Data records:
━━━━━━

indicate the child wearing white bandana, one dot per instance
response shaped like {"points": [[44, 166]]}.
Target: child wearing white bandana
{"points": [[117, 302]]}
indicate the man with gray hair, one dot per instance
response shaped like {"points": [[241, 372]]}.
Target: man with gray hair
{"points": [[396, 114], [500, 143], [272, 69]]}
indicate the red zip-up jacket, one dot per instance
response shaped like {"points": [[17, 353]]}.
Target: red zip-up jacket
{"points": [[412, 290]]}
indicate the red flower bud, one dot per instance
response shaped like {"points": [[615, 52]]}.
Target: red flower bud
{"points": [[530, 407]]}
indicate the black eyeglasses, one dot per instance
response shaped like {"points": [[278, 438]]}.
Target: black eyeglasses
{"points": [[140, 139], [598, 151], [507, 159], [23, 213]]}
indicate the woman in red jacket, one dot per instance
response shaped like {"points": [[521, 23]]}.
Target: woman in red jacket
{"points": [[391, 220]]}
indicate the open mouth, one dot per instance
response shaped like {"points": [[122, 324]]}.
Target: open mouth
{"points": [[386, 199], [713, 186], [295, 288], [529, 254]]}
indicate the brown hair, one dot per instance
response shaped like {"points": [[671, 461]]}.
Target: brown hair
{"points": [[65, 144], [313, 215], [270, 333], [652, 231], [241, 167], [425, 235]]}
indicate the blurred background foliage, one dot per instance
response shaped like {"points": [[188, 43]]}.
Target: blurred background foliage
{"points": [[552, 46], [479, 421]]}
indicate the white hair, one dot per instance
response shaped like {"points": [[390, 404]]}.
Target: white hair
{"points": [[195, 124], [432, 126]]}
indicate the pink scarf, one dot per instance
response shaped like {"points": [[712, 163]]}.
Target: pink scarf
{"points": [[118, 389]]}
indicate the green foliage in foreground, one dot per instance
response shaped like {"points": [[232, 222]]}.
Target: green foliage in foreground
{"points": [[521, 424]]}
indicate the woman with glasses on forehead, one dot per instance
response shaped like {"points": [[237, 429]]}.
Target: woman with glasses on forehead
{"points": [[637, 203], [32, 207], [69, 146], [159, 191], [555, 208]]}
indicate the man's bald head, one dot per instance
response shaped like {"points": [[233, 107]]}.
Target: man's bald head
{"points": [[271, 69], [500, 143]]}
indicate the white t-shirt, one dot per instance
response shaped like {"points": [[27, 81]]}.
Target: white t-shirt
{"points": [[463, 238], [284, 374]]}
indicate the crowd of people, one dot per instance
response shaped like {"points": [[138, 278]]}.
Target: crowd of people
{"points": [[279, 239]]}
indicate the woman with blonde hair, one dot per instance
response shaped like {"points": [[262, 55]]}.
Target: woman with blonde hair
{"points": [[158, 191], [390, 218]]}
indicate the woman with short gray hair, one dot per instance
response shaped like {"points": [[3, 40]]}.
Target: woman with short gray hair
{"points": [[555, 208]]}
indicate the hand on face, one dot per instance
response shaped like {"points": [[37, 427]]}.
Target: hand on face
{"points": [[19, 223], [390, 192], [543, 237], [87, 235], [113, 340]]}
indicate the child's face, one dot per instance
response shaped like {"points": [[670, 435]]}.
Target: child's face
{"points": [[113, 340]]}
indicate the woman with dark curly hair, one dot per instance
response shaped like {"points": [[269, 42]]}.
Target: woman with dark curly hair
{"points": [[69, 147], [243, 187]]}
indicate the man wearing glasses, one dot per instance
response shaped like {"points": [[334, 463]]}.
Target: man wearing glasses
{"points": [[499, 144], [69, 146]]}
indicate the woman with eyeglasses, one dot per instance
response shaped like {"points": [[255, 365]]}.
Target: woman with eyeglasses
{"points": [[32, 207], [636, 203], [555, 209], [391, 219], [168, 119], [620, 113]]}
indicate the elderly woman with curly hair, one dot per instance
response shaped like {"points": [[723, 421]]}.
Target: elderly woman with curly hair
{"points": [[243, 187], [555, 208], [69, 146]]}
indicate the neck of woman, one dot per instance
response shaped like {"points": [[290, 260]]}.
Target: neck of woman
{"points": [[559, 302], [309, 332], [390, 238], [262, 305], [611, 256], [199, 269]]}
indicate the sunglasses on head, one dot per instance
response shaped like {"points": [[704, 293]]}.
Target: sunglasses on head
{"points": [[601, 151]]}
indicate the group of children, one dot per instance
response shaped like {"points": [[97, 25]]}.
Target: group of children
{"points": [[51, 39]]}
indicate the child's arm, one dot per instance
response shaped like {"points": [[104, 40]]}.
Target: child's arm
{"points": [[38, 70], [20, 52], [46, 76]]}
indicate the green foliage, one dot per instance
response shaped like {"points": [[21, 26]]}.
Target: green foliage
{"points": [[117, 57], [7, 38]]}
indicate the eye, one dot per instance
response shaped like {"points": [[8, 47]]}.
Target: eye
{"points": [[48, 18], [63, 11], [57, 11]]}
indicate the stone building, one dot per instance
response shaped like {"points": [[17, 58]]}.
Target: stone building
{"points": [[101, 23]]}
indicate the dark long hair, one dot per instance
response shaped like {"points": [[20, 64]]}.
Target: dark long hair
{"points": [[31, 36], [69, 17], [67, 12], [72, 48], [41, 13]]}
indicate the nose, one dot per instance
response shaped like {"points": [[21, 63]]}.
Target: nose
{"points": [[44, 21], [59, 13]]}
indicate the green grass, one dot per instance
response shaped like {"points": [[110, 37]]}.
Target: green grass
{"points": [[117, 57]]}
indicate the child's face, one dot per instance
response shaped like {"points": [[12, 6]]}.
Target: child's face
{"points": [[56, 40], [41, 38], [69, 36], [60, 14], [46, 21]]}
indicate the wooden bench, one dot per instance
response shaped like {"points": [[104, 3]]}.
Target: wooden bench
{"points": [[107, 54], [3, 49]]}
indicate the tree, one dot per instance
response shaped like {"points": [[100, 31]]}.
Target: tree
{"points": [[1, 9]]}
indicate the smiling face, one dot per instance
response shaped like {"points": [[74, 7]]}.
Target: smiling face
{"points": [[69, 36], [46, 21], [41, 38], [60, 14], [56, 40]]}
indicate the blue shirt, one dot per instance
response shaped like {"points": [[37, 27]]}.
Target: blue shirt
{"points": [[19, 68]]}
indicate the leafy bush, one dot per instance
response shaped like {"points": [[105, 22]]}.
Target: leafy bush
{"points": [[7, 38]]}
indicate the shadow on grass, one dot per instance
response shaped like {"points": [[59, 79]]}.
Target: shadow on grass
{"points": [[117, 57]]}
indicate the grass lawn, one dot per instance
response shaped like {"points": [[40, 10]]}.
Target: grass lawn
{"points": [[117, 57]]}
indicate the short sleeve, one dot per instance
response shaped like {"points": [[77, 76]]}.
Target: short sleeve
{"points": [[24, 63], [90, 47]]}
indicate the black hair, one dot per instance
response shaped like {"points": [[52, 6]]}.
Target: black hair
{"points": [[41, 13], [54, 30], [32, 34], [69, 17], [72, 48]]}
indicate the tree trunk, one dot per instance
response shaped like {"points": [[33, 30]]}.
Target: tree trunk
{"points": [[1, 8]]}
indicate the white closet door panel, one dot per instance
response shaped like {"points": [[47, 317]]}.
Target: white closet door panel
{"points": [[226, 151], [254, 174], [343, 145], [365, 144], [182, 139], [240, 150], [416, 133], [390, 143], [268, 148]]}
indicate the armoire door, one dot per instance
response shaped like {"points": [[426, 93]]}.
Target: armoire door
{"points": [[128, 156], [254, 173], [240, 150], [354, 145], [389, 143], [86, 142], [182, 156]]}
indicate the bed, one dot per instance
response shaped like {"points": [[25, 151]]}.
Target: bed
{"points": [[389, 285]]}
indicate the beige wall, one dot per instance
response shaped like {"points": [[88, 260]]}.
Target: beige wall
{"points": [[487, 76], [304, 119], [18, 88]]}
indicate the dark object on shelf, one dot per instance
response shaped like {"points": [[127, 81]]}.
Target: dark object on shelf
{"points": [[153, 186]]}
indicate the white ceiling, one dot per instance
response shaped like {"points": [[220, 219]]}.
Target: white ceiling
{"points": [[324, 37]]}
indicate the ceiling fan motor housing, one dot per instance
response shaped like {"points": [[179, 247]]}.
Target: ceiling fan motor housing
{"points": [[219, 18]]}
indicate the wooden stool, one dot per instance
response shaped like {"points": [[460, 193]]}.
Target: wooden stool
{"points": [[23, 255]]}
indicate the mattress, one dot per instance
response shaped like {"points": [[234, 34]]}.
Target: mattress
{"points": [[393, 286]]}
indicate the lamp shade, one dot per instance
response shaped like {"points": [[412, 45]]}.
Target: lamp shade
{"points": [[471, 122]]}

━━━━━━

* [Prompt]:
The answer should be an exact copy of the lines from the first line of the data through the line with "indicate the man with" and should contain nothing else.

* [Task result]:
indicate the child wearing white bandana, one dot per instance
response shaped like {"points": [[44, 166]]}.
Target: child wearing white bandana
{"points": [[117, 302]]}
indicate the man with gray hair, one dot per instance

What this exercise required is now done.